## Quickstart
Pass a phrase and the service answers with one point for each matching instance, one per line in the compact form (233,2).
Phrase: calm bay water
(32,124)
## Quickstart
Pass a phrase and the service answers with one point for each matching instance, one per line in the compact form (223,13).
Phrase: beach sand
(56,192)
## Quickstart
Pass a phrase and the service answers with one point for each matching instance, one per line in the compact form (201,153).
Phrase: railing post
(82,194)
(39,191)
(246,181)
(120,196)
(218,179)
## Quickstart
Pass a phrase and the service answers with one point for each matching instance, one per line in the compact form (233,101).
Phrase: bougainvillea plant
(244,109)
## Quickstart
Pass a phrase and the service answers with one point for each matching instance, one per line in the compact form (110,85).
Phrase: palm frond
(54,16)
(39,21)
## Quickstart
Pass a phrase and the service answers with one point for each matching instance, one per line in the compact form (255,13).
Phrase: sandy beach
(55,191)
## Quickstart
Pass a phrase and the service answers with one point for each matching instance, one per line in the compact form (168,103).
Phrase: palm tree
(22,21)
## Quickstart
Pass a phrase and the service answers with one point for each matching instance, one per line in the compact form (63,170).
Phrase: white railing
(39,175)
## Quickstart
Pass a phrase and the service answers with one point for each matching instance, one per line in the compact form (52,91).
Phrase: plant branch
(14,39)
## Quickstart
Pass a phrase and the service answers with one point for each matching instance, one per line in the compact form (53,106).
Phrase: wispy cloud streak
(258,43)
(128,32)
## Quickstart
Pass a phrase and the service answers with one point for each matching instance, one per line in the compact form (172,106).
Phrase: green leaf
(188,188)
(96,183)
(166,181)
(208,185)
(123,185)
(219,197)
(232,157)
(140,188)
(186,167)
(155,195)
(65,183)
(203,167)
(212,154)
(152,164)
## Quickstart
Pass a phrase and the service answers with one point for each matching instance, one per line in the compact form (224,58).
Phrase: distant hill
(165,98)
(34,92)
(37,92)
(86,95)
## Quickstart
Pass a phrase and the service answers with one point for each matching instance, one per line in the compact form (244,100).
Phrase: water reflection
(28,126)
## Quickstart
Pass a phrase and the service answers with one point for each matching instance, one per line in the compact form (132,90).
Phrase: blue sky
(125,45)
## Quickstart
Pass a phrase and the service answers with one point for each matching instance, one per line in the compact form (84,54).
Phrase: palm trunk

==

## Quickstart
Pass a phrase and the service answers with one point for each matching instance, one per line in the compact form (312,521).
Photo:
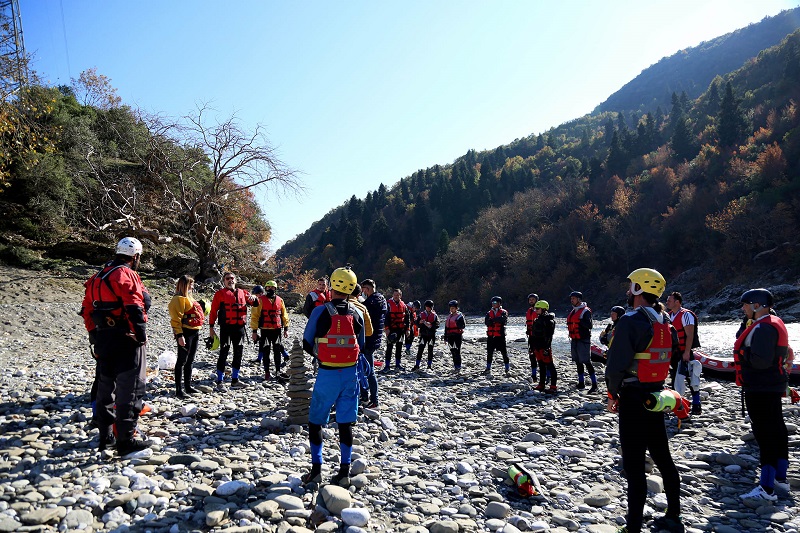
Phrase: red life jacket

[Given instruction] Find every line in the rows above that contains the word "railing", matching case exactly, and copy each one out.

[Exercise answer]
Phrase: railing post
Phrase: white railing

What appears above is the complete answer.